_YOUR INSTRUCTIONS_
Reproduce verbatim the lines below, from the first line through the line containing "672,364,681,424", and nothing beyond that line.

_DATASET ENTRIES_

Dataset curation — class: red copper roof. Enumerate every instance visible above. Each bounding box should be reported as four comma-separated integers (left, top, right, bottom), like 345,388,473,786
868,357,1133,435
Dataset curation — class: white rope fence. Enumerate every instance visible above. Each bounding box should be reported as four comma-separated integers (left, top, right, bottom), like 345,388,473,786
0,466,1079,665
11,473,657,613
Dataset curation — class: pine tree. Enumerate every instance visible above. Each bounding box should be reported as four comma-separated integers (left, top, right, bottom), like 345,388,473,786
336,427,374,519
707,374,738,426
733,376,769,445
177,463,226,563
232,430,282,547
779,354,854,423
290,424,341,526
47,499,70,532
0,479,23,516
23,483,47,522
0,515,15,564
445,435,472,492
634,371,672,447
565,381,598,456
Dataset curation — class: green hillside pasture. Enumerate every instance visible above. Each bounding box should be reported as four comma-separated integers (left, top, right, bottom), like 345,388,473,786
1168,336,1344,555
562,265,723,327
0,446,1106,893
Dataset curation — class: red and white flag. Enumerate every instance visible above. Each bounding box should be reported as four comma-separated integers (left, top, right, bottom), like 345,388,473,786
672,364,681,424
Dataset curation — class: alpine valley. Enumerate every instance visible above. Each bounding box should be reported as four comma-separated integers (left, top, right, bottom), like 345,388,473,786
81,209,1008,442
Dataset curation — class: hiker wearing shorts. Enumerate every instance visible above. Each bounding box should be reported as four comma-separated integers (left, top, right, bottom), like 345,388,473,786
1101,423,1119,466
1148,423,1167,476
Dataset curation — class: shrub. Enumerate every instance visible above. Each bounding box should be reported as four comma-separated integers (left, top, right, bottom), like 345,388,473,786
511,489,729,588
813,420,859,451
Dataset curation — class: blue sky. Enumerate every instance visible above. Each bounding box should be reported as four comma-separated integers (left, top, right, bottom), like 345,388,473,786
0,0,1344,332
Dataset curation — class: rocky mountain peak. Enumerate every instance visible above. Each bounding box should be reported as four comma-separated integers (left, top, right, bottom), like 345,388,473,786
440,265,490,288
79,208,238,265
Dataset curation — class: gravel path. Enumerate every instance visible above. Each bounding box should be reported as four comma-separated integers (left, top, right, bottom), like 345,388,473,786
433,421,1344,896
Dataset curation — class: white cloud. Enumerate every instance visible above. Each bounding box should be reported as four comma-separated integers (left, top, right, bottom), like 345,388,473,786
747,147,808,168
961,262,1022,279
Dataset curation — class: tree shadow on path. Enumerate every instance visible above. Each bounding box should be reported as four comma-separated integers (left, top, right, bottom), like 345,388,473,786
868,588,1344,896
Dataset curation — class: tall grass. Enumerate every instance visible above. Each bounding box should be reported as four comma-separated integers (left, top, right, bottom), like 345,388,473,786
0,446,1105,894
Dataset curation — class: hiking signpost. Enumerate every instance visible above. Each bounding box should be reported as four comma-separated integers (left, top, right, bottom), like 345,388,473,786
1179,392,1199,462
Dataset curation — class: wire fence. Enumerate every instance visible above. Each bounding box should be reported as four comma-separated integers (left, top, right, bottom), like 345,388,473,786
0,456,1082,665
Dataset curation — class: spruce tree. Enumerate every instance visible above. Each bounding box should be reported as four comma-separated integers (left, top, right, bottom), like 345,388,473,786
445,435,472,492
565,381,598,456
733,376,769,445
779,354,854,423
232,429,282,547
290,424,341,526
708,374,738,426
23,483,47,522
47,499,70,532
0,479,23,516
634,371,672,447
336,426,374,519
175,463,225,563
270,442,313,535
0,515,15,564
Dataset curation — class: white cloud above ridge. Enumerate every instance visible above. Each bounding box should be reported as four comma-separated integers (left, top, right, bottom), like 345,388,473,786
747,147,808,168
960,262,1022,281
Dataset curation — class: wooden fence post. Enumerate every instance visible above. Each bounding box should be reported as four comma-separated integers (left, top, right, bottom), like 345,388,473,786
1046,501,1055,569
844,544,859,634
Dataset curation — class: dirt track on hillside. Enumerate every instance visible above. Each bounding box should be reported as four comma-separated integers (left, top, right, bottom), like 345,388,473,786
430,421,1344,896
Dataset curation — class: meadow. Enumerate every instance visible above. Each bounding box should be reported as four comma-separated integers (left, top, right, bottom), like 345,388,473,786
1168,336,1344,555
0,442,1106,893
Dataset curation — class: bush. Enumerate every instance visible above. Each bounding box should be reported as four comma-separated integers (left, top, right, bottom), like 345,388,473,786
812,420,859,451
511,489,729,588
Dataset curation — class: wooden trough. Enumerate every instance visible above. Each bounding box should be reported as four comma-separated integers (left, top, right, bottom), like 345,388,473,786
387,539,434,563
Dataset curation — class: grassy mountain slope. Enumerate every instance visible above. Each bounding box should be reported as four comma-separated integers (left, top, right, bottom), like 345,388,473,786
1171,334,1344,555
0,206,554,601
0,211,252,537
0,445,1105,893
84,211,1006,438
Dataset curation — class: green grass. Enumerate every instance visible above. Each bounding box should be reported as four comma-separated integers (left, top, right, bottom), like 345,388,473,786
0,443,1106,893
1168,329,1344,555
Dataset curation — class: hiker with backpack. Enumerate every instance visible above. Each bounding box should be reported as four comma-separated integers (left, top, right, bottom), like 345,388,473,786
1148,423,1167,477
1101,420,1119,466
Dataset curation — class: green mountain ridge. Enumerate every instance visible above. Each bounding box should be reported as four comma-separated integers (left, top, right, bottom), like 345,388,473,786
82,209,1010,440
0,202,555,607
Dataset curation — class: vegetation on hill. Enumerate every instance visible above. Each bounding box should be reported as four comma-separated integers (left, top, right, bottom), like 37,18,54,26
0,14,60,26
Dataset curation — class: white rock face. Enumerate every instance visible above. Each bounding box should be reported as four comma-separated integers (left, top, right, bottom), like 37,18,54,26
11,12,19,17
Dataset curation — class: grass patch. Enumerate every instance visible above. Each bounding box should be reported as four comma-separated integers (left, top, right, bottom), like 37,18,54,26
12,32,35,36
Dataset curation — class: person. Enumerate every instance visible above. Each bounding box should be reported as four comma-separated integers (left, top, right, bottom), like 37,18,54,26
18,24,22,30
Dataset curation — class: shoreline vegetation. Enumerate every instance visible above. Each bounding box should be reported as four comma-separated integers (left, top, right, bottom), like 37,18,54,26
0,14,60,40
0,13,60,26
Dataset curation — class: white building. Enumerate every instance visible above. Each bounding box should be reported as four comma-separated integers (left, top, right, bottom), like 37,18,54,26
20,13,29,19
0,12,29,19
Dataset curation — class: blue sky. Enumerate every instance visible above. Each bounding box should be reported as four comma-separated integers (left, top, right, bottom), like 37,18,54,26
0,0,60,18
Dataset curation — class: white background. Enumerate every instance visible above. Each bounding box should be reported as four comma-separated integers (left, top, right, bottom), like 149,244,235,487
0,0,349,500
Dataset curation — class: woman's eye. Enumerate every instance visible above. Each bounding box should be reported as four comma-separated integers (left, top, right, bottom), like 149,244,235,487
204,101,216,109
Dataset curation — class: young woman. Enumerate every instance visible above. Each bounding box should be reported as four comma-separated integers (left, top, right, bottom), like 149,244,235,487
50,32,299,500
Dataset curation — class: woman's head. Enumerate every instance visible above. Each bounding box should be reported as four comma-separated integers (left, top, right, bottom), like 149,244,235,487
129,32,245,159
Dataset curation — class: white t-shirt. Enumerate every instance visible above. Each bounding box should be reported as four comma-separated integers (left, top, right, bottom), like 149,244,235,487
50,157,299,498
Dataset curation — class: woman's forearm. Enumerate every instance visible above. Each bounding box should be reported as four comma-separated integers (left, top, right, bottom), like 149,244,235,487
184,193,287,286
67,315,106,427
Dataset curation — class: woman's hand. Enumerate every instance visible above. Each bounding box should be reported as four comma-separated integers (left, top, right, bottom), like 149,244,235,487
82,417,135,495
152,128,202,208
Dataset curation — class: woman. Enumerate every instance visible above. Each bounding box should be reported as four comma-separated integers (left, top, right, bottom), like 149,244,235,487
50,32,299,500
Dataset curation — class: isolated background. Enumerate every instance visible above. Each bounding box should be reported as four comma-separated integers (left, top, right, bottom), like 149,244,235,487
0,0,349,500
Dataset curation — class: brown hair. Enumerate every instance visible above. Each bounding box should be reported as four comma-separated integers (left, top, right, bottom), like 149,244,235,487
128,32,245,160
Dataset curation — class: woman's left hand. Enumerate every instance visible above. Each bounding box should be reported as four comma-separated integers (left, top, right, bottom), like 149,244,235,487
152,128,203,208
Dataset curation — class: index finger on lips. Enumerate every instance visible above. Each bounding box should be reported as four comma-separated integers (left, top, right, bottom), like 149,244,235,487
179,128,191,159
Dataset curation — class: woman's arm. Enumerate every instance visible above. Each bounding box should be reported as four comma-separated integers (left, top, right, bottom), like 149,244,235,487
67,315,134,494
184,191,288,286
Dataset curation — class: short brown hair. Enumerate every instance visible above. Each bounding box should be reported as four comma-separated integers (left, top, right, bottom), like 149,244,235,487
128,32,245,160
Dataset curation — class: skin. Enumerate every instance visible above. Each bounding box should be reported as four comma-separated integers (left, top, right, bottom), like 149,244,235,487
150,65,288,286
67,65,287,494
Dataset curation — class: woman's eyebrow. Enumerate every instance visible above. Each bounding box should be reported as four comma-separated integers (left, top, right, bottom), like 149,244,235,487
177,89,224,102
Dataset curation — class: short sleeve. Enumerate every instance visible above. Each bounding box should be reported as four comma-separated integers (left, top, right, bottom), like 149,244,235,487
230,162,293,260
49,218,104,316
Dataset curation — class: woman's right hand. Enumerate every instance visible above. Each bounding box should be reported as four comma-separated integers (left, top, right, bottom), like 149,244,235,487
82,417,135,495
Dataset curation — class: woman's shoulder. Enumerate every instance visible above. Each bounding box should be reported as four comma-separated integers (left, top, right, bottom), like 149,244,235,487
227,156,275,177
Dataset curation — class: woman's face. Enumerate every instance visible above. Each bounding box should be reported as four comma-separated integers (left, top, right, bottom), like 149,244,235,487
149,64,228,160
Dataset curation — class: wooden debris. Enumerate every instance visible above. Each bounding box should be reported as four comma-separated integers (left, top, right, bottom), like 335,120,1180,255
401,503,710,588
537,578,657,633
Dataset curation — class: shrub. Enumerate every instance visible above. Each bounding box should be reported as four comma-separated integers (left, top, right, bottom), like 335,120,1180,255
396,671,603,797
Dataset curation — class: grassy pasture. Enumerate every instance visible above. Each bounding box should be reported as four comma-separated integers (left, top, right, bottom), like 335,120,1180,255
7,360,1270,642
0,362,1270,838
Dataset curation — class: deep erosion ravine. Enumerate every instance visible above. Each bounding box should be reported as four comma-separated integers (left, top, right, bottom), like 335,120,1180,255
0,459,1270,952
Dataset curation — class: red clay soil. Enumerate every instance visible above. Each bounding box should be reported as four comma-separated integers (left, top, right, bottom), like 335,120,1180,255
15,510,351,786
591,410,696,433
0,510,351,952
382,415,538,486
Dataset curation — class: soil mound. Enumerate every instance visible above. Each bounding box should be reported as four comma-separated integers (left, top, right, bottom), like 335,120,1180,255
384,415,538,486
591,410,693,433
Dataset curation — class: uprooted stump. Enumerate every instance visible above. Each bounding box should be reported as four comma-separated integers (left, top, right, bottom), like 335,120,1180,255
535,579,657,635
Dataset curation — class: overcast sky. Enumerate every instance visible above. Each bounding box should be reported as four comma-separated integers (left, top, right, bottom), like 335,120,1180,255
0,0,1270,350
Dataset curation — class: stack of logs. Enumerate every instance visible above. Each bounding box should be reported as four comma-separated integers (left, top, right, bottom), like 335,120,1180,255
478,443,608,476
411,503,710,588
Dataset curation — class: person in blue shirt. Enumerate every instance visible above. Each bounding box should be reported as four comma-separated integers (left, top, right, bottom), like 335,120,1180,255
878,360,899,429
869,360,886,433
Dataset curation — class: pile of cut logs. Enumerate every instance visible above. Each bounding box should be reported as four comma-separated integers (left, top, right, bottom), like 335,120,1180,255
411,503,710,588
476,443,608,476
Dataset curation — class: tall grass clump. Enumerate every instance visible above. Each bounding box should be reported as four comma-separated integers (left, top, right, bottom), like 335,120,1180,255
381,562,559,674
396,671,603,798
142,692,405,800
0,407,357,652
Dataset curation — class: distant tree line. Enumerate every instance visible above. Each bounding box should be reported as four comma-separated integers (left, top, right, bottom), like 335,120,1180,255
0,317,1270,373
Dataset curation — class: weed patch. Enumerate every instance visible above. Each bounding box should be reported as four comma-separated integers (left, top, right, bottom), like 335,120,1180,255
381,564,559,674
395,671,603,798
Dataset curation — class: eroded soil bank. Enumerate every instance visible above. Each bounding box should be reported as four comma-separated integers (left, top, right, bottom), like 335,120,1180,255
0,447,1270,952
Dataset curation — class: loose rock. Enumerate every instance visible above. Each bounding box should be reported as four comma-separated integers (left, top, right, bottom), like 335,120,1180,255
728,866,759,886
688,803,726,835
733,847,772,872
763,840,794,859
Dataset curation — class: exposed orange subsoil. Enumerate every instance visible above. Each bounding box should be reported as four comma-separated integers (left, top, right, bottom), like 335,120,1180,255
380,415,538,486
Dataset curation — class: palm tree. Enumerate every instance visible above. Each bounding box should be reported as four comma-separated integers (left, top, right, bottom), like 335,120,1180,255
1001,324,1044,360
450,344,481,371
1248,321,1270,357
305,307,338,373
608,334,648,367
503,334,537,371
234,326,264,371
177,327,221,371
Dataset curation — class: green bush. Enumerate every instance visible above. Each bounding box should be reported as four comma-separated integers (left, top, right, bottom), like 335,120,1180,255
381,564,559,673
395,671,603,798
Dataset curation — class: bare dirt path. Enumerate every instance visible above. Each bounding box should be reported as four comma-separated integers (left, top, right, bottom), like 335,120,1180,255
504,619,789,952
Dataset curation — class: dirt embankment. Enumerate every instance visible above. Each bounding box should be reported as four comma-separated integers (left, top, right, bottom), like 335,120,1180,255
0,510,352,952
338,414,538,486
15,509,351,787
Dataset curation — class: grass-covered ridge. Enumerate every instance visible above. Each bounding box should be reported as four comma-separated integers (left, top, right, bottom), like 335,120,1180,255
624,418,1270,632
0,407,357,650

_EXERCISE SOLUTION_
Dataset curation — class: red copper roof. Enumerate every instance visible above. Each bounding box should be reported as four comma-separated integers (left, top, right, bottom), like 345,388,473,786
868,357,1133,435
Dataset curation — class: white rope fence. Enumerate every instance visible above. Each bounding box should be reported as four comma-separated integers (left, top, right, bottom), like 345,388,473,786
0,466,1079,665
11,473,657,613
Dataset curation — class: pine tree. Enumerate every instance visible above. Each bounding box should be reported as four comma-separated integers (left, top, right, bottom), like 345,388,473,786
336,427,374,519
707,374,738,426
733,376,769,445
177,463,226,563
232,430,282,547
779,354,854,423
290,424,341,526
47,499,70,532
0,479,23,516
23,483,47,522
0,515,15,564
445,435,472,492
634,371,672,447
565,381,598,456
Dataset curation — class: green hillside pasture. Enumerate every instance visible above. Each bounding box should be reported as four comma-separated integers (left, top, right, bottom), like 345,388,473,786
1168,336,1344,555
562,265,723,327
0,446,1106,893
Dataset curation — class: red and white flag. Enumerate every instance visible above. Each bounding box should be reported as four comma-separated integers (left, top, right, bottom), like 345,388,473,786
672,364,681,424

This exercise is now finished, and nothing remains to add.